◆ Data ◆
--*--
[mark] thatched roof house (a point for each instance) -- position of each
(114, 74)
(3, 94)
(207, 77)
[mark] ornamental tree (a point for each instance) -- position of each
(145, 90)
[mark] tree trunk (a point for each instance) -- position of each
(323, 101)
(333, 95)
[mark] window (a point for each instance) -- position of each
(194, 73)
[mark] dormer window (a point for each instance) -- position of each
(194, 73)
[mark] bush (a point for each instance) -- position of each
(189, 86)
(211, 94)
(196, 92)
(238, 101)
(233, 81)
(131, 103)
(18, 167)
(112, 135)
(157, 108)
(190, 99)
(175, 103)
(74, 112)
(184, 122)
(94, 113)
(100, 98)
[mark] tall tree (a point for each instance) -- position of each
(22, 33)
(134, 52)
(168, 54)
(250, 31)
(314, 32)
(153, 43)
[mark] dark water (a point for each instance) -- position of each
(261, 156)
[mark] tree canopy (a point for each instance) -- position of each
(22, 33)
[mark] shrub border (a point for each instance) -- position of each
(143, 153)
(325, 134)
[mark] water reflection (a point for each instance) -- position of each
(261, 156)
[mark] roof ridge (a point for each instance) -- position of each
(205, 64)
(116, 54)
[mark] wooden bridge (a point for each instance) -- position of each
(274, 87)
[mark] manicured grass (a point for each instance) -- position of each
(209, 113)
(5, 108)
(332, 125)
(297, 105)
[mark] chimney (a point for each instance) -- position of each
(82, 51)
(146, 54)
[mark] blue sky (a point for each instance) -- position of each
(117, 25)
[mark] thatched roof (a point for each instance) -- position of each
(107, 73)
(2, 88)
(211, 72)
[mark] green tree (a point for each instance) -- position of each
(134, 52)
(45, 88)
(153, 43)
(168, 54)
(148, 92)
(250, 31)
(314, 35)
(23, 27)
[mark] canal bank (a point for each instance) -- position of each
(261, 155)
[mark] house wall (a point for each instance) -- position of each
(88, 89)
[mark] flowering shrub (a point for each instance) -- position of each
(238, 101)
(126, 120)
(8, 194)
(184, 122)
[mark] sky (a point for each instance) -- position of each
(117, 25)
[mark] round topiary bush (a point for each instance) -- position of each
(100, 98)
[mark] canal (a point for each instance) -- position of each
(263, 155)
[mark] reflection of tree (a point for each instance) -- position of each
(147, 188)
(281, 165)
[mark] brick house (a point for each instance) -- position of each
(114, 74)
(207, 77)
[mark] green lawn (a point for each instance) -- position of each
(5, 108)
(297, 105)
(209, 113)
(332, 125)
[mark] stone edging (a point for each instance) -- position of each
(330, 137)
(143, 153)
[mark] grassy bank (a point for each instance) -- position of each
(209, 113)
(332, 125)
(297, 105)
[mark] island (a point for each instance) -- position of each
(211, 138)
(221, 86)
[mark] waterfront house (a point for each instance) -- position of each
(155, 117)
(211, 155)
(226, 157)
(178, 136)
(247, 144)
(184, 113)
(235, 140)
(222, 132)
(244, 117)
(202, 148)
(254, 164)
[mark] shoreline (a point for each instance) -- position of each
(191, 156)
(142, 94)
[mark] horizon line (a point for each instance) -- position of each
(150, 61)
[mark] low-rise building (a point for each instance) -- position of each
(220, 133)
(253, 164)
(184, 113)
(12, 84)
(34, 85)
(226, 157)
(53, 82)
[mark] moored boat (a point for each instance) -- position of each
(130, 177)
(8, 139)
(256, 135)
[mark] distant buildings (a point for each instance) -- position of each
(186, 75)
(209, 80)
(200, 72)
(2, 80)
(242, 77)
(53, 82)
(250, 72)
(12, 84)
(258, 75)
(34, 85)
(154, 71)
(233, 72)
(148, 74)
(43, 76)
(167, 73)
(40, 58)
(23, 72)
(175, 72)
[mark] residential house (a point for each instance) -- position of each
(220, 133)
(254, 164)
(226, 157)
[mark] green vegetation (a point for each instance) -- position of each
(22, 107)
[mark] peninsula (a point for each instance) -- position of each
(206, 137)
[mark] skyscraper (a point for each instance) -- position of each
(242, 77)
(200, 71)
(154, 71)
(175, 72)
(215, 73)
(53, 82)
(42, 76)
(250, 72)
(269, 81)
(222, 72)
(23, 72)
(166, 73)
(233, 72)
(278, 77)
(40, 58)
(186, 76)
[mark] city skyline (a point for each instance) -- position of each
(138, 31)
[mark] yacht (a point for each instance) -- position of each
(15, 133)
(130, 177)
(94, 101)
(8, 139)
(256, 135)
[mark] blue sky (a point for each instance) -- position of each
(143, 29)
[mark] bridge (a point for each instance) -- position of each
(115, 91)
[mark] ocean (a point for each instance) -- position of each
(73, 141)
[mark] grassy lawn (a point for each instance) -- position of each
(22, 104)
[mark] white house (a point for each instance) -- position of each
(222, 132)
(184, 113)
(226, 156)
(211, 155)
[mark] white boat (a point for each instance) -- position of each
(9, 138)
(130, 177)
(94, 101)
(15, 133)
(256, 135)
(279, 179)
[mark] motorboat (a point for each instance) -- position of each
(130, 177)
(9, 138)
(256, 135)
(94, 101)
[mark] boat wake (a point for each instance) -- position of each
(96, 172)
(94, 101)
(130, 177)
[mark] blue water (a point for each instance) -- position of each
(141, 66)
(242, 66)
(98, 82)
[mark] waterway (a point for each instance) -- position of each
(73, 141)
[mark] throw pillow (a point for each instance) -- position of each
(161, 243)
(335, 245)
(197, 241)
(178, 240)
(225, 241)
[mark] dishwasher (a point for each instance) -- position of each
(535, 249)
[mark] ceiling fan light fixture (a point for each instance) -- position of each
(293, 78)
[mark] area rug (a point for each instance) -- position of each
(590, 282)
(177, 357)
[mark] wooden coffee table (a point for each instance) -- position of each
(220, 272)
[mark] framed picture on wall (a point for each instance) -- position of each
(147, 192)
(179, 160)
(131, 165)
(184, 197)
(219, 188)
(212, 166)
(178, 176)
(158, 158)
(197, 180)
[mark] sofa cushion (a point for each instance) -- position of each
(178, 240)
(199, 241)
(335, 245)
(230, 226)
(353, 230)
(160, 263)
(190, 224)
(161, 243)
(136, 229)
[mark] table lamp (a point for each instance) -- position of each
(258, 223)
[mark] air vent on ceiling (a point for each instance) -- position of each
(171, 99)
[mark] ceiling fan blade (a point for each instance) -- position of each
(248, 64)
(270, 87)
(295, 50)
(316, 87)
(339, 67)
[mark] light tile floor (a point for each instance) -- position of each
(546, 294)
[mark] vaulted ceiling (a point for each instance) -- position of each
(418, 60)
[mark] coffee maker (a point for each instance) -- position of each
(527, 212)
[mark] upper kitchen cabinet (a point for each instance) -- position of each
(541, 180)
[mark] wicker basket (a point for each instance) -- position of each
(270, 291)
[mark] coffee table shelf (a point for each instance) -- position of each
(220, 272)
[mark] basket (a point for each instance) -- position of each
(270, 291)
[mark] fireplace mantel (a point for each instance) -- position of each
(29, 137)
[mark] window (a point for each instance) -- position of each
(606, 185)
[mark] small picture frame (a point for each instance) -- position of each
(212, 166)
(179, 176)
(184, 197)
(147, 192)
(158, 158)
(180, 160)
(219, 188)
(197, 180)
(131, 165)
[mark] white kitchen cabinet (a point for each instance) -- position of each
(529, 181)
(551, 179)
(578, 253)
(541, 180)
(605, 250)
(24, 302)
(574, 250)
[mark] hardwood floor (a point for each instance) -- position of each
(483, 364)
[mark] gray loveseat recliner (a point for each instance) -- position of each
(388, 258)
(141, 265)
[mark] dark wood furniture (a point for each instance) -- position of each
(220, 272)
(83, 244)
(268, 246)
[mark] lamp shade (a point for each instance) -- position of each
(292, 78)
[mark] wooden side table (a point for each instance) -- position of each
--*--
◆ Exercise details ◆
Restate the listing above word for word.

◆ Your response ◆
[mark] thatched roof house (a point for each instance) -- position of each
(114, 74)
(3, 94)
(207, 77)
[mark] ornamental tree (a point for each instance) -- position of each
(145, 90)
[mark] tree trunk (a point for each instance) -- position of each
(323, 101)
(333, 95)
[mark] window (a point for each instance) -- position of each
(194, 73)
[mark] dormer window (a point for each instance) -- position of each
(194, 73)
[mark] bush (a point for each instance) -- position of each
(189, 86)
(211, 94)
(196, 92)
(238, 101)
(233, 81)
(131, 103)
(18, 167)
(112, 135)
(157, 108)
(190, 99)
(175, 103)
(74, 112)
(184, 122)
(94, 113)
(100, 98)
[mark] tall tree (a point for each instance) -- position of each
(22, 33)
(134, 52)
(168, 54)
(250, 31)
(314, 32)
(153, 43)
[mark] dark water (a point for each instance) -- position of each
(261, 156)
[mark] tree canopy (a point for each instance) -- position of each
(22, 33)
[mark] shrub border (a point for each instance) -- position of each
(143, 153)
(325, 134)
[mark] water reflection (a point for each instance) -- position of each
(261, 156)
[mark] roof ridge (a point for each instance) -- position of each
(205, 64)
(116, 54)
[mark] wooden bridge (a point for each instance) -- position of each
(274, 87)
[mark] manicured grass (a point for each instance) -- position of each
(209, 113)
(5, 108)
(332, 125)
(297, 105)
[mark] chimney (a point for each instance) -- position of each
(82, 51)
(146, 54)
[mark] blue sky (a point for each instance) -- position of each
(117, 25)
[mark] thatched roof (a point for each instance) -- position of each
(107, 73)
(2, 88)
(211, 72)
[mark] green tree (a point for each instance) -- position of each
(134, 52)
(45, 88)
(153, 43)
(168, 54)
(148, 92)
(250, 31)
(314, 35)
(23, 27)
[mark] canal bank (a point for each instance) -- position of each
(261, 155)
[mark] house wall (a point for each instance) -- position of each
(88, 89)
[mark] flowering shrub (a point for each instance) -- position of each
(238, 101)
(126, 120)
(8, 194)
(184, 122)
[mark] sky (a point for each instance) -- position of each
(117, 25)
[mark] round topiary bush (a point for each instance) -- position of each
(100, 98)
[mark] canal (a point for each instance) -- position of each
(263, 155)
[mark] reflection of tree (a point for each instance) -- position of each
(147, 188)
(281, 165)
[mark] brick house (a point for each instance) -- position of each
(114, 74)
(207, 77)
[mark] green lawn (a point for each instance) -- position of each
(5, 108)
(297, 105)
(209, 113)
(332, 125)
[mark] stone edging (a point for each instance) -- position of each
(330, 137)
(143, 153)
[mark] grassy bank (a point for each instance) -- position of each
(209, 113)
(332, 125)
(297, 105)
[mark] island (a point for each instance) -- position of each
(211, 138)
(221, 86)
[mark] waterfront house (a point for each instance) -- position of each
(155, 117)
(211, 155)
(226, 157)
(178, 136)
(247, 144)
(184, 113)
(235, 140)
(222, 132)
(244, 117)
(202, 148)
(254, 164)
[mark] shoreline (a point for each instance) -- position of each
(191, 156)
(142, 94)
[mark] horizon line (a point for each instance) -- position of each
(150, 61)
[mark] low-rise building (a point for each instance) -- position of each
(220, 133)
(253, 164)
(184, 113)
(12, 84)
(34, 85)
(226, 157)
(53, 82)
[mark] moored boat (a point for each instance) -- position of each
(130, 177)
(8, 139)
(256, 135)
[mark] distant buildings (a point for each instance) -- position of each
(186, 75)
(209, 80)
(200, 72)
(2, 80)
(242, 77)
(53, 82)
(250, 72)
(12, 84)
(258, 75)
(34, 85)
(154, 71)
(233, 72)
(148, 74)
(43, 76)
(167, 73)
(40, 58)
(23, 72)
(175, 72)
[mark] residential house (a point for each instance) -- position of each
(220, 133)
(254, 164)
(226, 157)
[mark] green vegetation (a point for each instance) -- position of each
(22, 107)
[mark] peninsula (a point for each instance) -- position of each
(206, 137)
[mark] skyscraper (a point for each instance) -- position of each
(242, 77)
(200, 71)
(154, 71)
(175, 72)
(215, 73)
(53, 82)
(42, 76)
(250, 72)
(269, 81)
(222, 72)
(23, 72)
(166, 73)
(233, 72)
(278, 77)
(40, 58)
(186, 76)
[mark] city skyline (a point for each instance) -- position of each
(138, 31)
[mark] yacht (a point for each instance) -- position of each
(15, 133)
(130, 177)
(94, 101)
(8, 139)
(256, 135)
[mark] blue sky (a point for each instance) -- position of each
(143, 29)
[mark] bridge (a point for each instance) -- position of each
(115, 91)
[mark] ocean (a point for each instance) -- position of each
(73, 141)
[mark] grassy lawn (a point for each instance) -- position of each
(22, 104)
[mark] white house (a point for each instance) -- position of each
(222, 132)
(184, 113)
(226, 156)
(211, 155)
[mark] white boat (a point for each instance) -- position of each
(9, 138)
(130, 177)
(94, 101)
(15, 133)
(256, 135)
(279, 179)
[mark] motorboat (a point for each instance) -- position of each
(130, 177)
(9, 138)
(256, 135)
(94, 101)
[mark] boat wake (a point for each instance) -- position of each
(96, 172)
(94, 101)
(130, 177)
[mark] blue water (a point for each instance) -- position of each
(141, 66)
(242, 66)
(98, 82)
[mark] waterway (a point for each instance) -- position of each
(73, 141)
[mark] throw pillow (a point for each instance) -- position of each
(161, 243)
(335, 245)
(197, 241)
(178, 240)
(225, 241)
[mark] dishwasher (a point for each instance) -- position of each
(535, 249)
[mark] ceiling fan light fixture (a point for each instance) -- position of each
(293, 78)
[mark] area rug (a point for each instance) -- position of each
(590, 282)
(177, 357)
[mark] wooden coffee table (a point for each instance) -- position of each
(220, 272)
[mark] framed picture on wall (a point for each instance) -- position of each
(147, 192)
(179, 160)
(131, 165)
(184, 197)
(219, 188)
(212, 166)
(178, 176)
(158, 158)
(197, 180)
[mark] sofa cushion (a point for each instance) -- position of each
(178, 240)
(199, 241)
(335, 245)
(230, 226)
(353, 230)
(160, 263)
(190, 224)
(161, 243)
(136, 229)
[mark] table lamp (a point for each instance) -- position of each
(258, 223)
[mark] air vent on ceiling (a point for each instance) -- position of each
(171, 99)
[mark] ceiling fan blade (a point for each instance) -- position of each
(248, 64)
(270, 87)
(295, 50)
(316, 87)
(339, 67)
[mark] light tile floor (a point for each instance) -- position of each
(546, 294)
[mark] vaulted ceiling (a point for each instance) -- position of each
(418, 60)
[mark] coffee maker (a point for each instance) -- position of each
(527, 212)
[mark] upper kitchen cabinet (a point for each instance) -- position of each
(541, 180)
[mark] wicker basket (a point for each instance) -- position of each
(270, 291)
[mark] coffee table shelf (a point for each instance) -- position of each
(220, 272)
[mark] basket (a point for each instance) -- position of each
(270, 291)
[mark] fireplace mantel (a point for each instance) -- position of each
(29, 137)
[mark] window (a point for each instance) -- position of each
(606, 185)
[mark] small picture frame (a point for each instance) -- position of each
(212, 166)
(179, 176)
(184, 197)
(147, 192)
(158, 158)
(180, 160)
(219, 188)
(197, 180)
(131, 165)
[mark] white kitchen cabinet (a point for each instance) -- position of each
(529, 181)
(551, 179)
(578, 253)
(541, 180)
(605, 250)
(24, 302)
(574, 250)
[mark] hardwood floor (a point for each instance) -- position of each
(483, 364)
[mark] gray loveseat recliner (a point for each instance) -- position of each
(388, 258)
(141, 265)
[mark] dark wood furniture (a point for each instance) -- position of each
(220, 272)
(83, 244)
(268, 246)
[mark] lamp shade (a point for each instance) -- position of each
(292, 78)
[mark] wooden side table (a point for each instance) -- position of each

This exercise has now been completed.